→ **Exercise description**:
Could you output all of the records below exactly as they appear?

(Dataset entries)
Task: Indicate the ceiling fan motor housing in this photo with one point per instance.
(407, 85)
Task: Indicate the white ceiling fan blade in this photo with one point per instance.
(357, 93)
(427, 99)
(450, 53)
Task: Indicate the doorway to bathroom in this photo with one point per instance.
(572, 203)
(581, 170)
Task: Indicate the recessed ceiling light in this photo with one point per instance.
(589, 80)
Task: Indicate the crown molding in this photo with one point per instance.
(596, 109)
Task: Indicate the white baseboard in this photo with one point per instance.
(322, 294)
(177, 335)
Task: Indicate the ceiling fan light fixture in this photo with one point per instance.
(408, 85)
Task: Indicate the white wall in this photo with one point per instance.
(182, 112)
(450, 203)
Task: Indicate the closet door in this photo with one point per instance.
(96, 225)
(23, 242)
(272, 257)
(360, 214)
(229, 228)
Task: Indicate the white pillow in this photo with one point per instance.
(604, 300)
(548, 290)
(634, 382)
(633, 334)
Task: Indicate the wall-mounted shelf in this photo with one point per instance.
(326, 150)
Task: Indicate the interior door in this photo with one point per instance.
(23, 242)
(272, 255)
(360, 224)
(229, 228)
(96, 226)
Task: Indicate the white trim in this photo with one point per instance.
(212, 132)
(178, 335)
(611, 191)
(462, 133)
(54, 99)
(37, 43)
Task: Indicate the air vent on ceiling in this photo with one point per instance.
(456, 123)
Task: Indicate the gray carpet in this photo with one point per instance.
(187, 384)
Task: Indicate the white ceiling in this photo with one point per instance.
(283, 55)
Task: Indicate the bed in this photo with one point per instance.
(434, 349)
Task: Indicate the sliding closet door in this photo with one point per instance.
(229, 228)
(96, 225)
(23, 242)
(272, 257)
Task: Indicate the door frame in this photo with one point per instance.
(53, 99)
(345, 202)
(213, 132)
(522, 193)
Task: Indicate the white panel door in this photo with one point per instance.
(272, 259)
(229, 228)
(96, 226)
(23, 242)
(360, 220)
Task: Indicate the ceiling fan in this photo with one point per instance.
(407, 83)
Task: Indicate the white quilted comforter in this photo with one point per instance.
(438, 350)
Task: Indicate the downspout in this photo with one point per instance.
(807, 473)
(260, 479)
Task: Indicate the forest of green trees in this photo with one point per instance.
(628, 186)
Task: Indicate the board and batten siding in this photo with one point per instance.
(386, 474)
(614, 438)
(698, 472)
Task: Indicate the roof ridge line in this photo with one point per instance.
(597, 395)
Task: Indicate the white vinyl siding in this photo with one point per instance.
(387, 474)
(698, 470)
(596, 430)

→ **Response area**:
Task: Indicate the ceiling fan motor housing in this photo with one point per instance.
(407, 85)
Task: Indicate the white ceiling fan blade in this photo with one point per instance.
(357, 93)
(427, 99)
(450, 53)
Task: Indicate the doorway to bathroom in this photo with one point per instance.
(572, 203)
(581, 170)
Task: Indicate the recessed ceiling light in this photo with one point per instance.
(589, 80)
Task: Indicate the crown molding in this photo with one point per instance.
(596, 109)
Task: Indicate the white baseboard in this photo with one point per instance.
(322, 294)
(177, 335)
Task: Indicate the ceiling fan light fixture in this photo with one point per instance.
(408, 85)
Task: Indicate the white wall in this photo with one point per instance.
(182, 112)
(450, 203)
Task: Indicate the closet door in this photo with one point per instance.
(96, 225)
(23, 242)
(272, 257)
(360, 214)
(229, 228)
Task: Indicate the white pillow in this photo with one point per instance.
(604, 300)
(548, 290)
(634, 382)
(633, 334)
Task: Indicate the wall-mounted shelf in this photo with one point per instance.
(326, 150)
Task: Indicate the interior door in this photo with one point per instance.
(23, 242)
(272, 255)
(360, 224)
(229, 228)
(96, 226)
Task: Indicate the white trim in this photo with one point per instance.
(212, 132)
(178, 335)
(611, 191)
(462, 133)
(54, 99)
(37, 43)
Task: Indicate the air vent on ceiling in this photo with one point per instance.
(456, 123)
Task: Indicate the gray carpet in this photo with one point per instance.
(187, 384)
Task: Indicate the white ceiling in this photo with one point per instance.
(283, 55)
Task: Indicate the bed in this photo with one point per instance.
(434, 349)
Task: Indicate the sliding closet door in this photo with one point per instance.
(229, 228)
(96, 225)
(23, 242)
(272, 257)
Task: Indicate the door frame in this photo with one point per instance.
(53, 99)
(345, 202)
(213, 132)
(522, 193)
Task: Indicate the white panel door in this photo with one point per instance.
(272, 259)
(229, 228)
(96, 226)
(23, 242)
(360, 220)
Task: Indicate the ceiling fan in this photo with one point per instance.
(407, 83)
Task: Indicate the white quilted comforter in this photo with one point per instance.
(438, 350)
Task: Indicate the downspout in this photo with one point per instance.
(807, 473)
(260, 479)
Task: Indicate the forest of green trees in this photo with one point per instance.
(628, 186)
Task: Indicate the board and batten siding in this photo with one point per instance.
(386, 474)
(614, 438)
(698, 472)
Task: Indicate the roof ridge line in this photo with one point per instance.
(597, 395)
Task: Indicate the white vinyl siding in this photo with one point per instance.
(387, 474)
(698, 470)
(596, 430)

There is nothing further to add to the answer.